Researchers from the Institute of Strategic Dialogue (ISD) analysed the response of four popular chatbots (ChatGPT, Gemini, Grok and DeepSeek) to a range of questions in English, Spanish, French, German and Italian on topics related to the Russian invasion of Ukraine.
Almost one-fifth of responses cited Russian state-attributed sources, many of them sanctioned in the EU. Questions biased in favour of Russia were more likely to include these sources in responses, as did queries related to Ukraine’s military conscription of civilians and the perception of NATO. Some chatbots struggled to identify state-affiliated content especially when it had been disseminated by third-party outlets or websites.
With close to 45 million users in the EU, ChatGPT is close to reaching the threshold for a higher level of regulatory scrutiny from the European Commission as a Very Large Online Search Engine (VLOSE) under the Digital Services Act, the research firm writes.
Key points of the research:
- ISD tested 300 queries in five languages and Russian state-attributed content appeared in 18 percent of responses. These included citations of Russian state media, sites tied to Russian intelligence agencies, and sites known to be involved in Russian information operations that were surfaced during prior research into chatbot responses.
- Almost a quarter of malicious queries designed to elicit pro-Russian views included Kremlin-attributed sources compared to just over 10 percent with neutral queries. This suggests LLMs could be manipulated to reinforce pro-Russia viewpoints rather than promoting verified information from legitimate sources.
- Among all chatbots, ChatGPT cited the most Russian sources and was most influenced by biased queries. Grok, meanwhile, often linked to Russian-aligned but non–state-affiliated accounts amplifying pro-Kremlin narratives. Individual DeepSeek responses sometimes produced large volumes of state-attributed content, while Google-owned Gemini frequently displayed safety warnings for similar prompts.
- Some topics surfaced more Russian state-attributed sources than others. For instance, questions about peace talks resulted in twice as many citations of state-attributed sources as questions about Ukrainian refugees. This suggests that LLM safeguards may vary in effectiveness depending on the specific topic.

▶ [TASKS AND EXERCISES]:
1. In the chatbot research summary, what percentage of responses to the 300 queries contained Russian state-attributed content?
2. Echo the chatbot research summary word for word, starting at "With close to" and ending at "research firm writes.".

▶ [SUPPLIED RECORDS]:

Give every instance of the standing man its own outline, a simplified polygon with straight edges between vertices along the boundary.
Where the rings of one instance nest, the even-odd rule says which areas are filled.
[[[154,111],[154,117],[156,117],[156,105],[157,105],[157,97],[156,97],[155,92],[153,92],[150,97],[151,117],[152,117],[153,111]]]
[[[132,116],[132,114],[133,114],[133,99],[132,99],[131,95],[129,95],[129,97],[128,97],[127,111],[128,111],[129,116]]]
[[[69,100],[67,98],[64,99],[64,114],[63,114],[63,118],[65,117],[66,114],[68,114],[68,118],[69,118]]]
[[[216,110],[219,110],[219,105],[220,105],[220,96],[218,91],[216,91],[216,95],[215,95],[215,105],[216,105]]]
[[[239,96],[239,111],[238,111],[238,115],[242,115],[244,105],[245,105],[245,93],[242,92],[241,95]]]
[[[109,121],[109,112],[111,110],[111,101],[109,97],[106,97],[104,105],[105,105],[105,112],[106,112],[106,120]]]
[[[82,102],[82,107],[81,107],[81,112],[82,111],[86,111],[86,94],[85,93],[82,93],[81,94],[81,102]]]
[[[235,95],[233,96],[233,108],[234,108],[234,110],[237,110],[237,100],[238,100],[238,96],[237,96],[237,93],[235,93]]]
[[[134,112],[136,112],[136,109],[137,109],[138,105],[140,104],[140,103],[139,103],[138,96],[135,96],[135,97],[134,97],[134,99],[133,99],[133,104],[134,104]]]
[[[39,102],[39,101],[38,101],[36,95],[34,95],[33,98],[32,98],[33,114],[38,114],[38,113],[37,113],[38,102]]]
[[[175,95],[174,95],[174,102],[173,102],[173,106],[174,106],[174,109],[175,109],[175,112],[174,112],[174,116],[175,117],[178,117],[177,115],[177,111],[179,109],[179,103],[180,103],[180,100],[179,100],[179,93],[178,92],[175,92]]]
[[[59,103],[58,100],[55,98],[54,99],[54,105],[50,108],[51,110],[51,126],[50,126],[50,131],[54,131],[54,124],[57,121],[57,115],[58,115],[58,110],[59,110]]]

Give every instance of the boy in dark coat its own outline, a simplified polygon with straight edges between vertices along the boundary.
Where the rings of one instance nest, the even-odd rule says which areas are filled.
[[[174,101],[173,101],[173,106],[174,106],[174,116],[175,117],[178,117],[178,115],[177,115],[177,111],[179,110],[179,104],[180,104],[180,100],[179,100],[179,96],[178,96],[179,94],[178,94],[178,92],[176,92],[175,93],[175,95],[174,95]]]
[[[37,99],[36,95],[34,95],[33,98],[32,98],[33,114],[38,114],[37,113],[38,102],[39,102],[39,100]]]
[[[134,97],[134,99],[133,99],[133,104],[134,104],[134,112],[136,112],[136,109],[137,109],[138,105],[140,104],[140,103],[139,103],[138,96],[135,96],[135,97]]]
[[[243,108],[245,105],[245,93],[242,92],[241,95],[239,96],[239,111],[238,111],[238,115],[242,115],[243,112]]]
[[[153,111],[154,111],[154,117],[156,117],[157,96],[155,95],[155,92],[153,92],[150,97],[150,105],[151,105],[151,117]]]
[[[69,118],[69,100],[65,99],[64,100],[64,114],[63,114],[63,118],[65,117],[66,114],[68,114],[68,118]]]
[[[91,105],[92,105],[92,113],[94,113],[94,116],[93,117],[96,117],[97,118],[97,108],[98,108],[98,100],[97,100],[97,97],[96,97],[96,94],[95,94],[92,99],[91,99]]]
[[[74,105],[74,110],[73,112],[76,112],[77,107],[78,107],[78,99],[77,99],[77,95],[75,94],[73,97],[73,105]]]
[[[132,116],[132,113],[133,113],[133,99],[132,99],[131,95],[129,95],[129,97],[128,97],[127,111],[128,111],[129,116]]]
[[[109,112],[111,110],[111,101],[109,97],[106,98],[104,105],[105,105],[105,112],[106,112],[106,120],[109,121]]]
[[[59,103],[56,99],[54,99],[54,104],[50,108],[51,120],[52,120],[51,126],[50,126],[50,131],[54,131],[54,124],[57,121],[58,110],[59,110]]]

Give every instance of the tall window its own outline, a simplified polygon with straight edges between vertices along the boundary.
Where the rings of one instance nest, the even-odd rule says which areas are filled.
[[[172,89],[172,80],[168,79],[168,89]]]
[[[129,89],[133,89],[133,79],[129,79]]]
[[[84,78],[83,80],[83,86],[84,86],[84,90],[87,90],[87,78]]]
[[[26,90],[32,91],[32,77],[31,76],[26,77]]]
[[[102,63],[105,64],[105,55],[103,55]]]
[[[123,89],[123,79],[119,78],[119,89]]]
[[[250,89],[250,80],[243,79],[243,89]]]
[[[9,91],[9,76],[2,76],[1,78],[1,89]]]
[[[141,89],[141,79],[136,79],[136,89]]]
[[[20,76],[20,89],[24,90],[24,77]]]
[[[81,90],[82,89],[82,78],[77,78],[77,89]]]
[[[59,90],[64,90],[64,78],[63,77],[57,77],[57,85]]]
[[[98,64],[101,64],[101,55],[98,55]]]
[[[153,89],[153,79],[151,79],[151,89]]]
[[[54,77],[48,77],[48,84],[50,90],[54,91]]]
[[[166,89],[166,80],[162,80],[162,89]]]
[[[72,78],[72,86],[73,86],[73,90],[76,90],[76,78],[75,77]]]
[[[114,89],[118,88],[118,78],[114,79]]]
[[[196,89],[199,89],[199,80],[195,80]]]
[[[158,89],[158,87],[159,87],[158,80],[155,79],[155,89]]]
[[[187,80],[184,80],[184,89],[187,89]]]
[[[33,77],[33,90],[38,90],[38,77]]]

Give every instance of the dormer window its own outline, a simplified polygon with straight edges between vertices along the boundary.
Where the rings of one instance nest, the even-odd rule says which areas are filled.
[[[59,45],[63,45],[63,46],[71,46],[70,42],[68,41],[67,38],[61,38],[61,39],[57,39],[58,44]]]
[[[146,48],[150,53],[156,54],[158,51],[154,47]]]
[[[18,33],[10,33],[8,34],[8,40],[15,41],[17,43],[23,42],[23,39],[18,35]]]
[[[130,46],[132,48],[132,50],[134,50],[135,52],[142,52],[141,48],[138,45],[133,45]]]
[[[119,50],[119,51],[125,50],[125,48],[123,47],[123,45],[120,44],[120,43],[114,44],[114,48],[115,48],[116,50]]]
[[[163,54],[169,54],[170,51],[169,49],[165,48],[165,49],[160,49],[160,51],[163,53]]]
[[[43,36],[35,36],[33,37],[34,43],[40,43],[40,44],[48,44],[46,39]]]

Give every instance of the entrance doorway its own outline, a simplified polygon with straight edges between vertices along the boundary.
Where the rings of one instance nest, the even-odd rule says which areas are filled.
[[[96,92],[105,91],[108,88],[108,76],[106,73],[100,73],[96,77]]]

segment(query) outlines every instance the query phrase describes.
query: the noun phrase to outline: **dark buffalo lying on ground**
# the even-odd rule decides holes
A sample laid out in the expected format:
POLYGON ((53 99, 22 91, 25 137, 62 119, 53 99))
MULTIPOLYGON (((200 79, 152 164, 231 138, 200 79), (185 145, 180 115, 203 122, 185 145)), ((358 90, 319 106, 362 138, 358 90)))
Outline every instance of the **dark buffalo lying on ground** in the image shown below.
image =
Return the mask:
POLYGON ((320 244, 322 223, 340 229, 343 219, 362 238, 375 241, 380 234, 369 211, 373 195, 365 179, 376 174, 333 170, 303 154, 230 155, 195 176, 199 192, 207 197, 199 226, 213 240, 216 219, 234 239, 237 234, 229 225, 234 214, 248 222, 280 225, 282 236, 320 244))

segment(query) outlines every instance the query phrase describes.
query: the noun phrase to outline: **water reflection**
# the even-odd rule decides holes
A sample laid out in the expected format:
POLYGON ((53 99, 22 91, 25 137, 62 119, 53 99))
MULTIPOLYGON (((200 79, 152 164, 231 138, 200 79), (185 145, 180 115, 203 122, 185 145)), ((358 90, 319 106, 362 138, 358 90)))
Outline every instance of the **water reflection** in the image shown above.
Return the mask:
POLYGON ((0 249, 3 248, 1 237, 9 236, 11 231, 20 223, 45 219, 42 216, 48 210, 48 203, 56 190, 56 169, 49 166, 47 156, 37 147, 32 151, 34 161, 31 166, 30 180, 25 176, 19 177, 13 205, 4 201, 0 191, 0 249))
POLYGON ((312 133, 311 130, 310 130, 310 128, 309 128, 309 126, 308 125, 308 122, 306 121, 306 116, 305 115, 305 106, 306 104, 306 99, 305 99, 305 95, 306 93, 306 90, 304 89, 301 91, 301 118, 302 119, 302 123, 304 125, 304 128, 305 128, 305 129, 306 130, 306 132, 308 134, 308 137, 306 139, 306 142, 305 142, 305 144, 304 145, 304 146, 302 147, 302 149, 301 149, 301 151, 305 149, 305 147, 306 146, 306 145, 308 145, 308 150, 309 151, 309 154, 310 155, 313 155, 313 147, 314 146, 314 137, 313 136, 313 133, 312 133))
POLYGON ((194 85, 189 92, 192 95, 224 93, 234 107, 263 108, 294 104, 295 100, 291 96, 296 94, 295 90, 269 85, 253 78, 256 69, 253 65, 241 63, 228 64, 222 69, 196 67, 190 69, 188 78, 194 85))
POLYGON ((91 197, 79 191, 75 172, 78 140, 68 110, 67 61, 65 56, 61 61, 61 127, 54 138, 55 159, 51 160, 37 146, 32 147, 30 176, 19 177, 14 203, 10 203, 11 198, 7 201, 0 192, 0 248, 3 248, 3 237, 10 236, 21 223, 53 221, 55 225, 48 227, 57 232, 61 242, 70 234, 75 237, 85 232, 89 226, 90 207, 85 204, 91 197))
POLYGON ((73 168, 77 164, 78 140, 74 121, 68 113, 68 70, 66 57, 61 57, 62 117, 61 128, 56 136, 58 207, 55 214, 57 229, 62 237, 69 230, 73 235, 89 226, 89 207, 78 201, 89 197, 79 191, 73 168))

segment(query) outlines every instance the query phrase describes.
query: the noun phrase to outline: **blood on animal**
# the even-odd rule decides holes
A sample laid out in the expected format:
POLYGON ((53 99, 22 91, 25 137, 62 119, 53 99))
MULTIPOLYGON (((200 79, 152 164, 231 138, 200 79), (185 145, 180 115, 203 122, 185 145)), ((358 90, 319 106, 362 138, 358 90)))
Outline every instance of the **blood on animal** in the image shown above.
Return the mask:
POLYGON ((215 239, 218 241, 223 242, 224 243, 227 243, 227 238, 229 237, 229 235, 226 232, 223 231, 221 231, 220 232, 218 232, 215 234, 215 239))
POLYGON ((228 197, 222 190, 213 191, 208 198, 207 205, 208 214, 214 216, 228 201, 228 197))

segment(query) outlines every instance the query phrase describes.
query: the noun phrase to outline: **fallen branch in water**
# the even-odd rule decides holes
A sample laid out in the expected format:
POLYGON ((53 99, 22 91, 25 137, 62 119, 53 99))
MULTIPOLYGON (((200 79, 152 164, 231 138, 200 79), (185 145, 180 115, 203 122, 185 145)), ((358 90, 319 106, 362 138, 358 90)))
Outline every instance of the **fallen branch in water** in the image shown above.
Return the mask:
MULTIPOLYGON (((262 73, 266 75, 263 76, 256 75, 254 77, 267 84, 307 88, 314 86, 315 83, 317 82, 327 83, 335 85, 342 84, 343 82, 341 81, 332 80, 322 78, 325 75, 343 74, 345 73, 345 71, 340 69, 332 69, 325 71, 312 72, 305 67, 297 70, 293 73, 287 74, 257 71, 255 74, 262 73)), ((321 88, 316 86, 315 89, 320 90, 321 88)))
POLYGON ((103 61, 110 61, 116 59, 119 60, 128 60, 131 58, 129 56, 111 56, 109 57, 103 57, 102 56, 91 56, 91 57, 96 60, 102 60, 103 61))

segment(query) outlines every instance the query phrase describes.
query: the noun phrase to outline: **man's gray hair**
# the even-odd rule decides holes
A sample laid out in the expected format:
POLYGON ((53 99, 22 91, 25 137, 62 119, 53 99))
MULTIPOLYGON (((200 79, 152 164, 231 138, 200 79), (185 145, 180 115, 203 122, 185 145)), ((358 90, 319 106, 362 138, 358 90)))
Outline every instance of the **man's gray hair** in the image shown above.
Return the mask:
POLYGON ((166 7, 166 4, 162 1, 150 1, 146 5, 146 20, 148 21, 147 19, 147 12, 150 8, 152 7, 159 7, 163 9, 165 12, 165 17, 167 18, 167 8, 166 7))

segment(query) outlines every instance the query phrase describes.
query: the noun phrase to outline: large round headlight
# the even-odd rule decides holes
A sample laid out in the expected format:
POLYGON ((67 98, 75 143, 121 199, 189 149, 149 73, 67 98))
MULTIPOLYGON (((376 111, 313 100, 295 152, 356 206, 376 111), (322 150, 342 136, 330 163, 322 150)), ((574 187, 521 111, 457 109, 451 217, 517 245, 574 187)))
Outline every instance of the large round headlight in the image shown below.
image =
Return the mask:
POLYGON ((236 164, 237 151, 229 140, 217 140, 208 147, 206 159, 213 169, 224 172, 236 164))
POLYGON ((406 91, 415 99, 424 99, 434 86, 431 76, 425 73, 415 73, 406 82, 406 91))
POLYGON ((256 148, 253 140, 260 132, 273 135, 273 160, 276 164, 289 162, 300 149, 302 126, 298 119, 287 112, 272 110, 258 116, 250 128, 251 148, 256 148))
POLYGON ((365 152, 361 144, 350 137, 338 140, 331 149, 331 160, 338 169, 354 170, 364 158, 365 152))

▶ [ANSWERS GIVEN]:
1. 18 percent

2.
With close to 45 million users in the EU, ChatGPT is close to reaching the threshold for a higher level of regulatory scrutiny from the European Commission as a Very Large Online Search Engine (VLOSE) under the Digital Services Act, the research firm writes.